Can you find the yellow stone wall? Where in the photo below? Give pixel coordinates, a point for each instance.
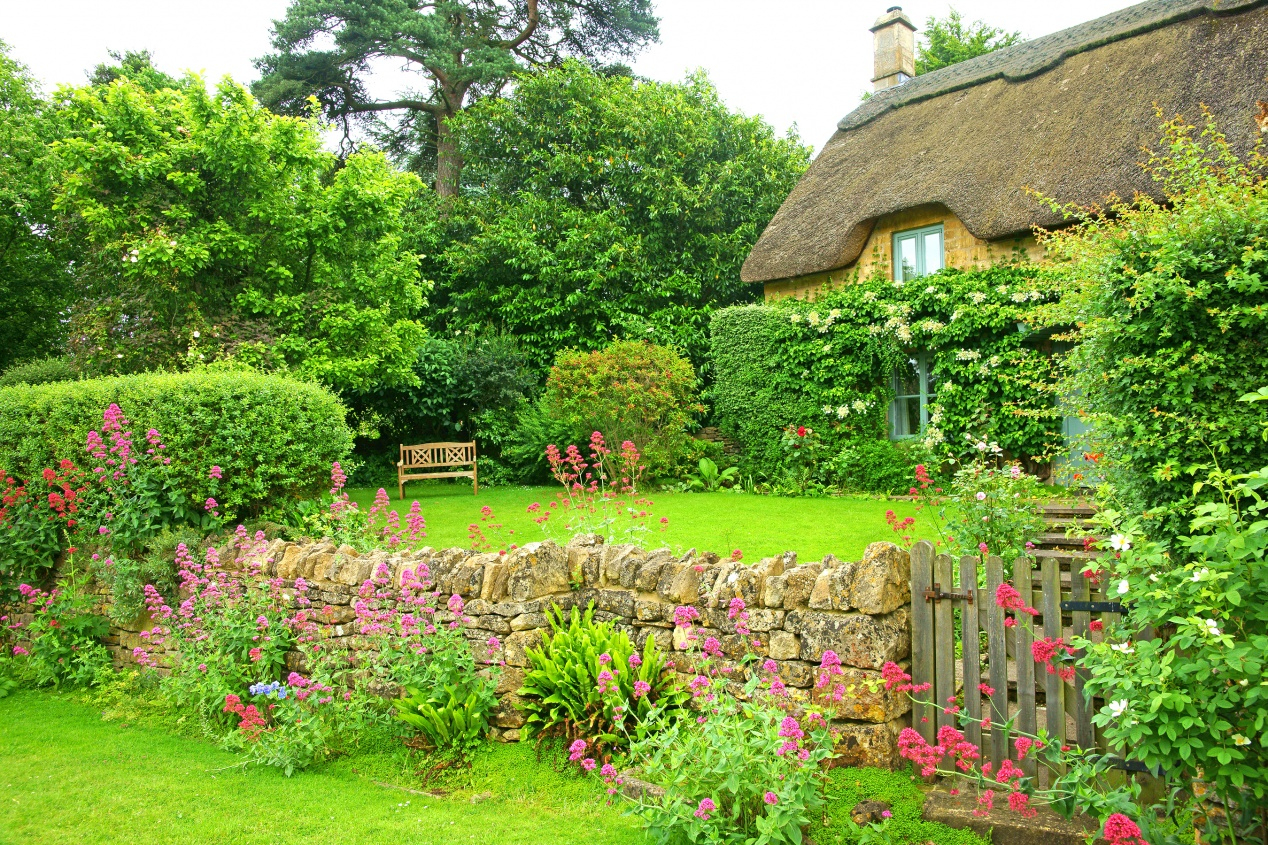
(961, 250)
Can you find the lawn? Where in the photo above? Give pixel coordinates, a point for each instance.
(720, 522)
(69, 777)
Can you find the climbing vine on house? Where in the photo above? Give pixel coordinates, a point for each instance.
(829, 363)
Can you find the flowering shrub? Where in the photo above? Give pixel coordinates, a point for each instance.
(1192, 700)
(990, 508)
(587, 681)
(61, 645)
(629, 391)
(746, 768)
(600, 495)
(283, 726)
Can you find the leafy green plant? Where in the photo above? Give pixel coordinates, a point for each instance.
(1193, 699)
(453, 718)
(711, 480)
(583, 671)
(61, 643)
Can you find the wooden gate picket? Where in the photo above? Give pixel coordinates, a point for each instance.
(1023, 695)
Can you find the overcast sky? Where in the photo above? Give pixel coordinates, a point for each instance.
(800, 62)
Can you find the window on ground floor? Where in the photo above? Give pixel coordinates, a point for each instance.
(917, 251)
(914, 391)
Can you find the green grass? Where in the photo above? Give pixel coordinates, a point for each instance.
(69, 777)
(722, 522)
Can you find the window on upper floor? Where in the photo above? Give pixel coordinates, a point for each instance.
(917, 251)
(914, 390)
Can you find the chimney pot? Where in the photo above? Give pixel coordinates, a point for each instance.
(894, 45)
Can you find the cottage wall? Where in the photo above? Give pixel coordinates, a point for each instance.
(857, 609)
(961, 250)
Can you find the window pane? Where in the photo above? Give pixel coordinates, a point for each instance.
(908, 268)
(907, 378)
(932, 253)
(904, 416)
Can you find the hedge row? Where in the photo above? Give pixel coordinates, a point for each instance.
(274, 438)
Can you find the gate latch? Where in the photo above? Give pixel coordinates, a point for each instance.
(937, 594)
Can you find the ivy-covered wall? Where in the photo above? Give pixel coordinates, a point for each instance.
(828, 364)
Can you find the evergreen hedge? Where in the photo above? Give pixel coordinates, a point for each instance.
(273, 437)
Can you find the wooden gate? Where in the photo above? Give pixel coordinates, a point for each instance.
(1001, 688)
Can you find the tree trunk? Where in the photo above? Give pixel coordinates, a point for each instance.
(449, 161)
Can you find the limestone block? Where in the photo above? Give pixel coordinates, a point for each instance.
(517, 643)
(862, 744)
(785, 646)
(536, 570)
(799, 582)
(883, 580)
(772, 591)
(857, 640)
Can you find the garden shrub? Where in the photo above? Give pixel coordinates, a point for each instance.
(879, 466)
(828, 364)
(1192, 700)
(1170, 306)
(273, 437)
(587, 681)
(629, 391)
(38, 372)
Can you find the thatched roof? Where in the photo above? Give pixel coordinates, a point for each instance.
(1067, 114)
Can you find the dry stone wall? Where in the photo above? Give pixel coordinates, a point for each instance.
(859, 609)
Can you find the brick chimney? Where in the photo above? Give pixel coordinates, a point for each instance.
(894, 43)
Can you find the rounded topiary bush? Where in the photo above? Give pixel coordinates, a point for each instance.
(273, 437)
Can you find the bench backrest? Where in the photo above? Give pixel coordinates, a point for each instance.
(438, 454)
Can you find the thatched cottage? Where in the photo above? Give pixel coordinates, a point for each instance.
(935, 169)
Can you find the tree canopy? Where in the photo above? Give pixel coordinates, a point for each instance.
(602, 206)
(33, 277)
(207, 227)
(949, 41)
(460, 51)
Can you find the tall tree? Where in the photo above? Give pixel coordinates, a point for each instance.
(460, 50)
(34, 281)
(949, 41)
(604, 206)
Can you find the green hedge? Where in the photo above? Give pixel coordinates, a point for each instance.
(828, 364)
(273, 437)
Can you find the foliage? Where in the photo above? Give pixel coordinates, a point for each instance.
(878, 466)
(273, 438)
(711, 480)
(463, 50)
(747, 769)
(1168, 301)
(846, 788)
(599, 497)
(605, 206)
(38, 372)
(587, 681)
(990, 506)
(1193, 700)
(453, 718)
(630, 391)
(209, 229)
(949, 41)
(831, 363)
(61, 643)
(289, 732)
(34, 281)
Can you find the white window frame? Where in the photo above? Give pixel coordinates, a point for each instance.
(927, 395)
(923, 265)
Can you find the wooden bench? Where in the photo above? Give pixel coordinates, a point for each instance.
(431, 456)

- - - -

▶ **Written task**:
Exactly and exclusively, repeat the lines from the line that contains "Can you find the green hedge?" through the end of the records, both ends included.

▶ **Written answer**:
Can you find the green hedge? Where in the photo above? Give pixel coordinates, a point for each instance.
(828, 364)
(273, 437)
Can you find the foliage? Where in the photo above? Give pixel coordinates, a point for each instance.
(878, 466)
(273, 438)
(711, 480)
(463, 50)
(747, 769)
(1168, 301)
(846, 788)
(599, 497)
(605, 206)
(38, 372)
(587, 681)
(990, 506)
(1193, 700)
(453, 718)
(630, 391)
(209, 229)
(949, 41)
(831, 363)
(61, 643)
(289, 732)
(34, 281)
Can you find the white window frame? Where in the photo above? Give pixel coordinates, a point for each instance.
(927, 395)
(923, 265)
Can you find the wooden bench? Where in the photo above? Give pixel coordinates, a point for each instance.
(431, 456)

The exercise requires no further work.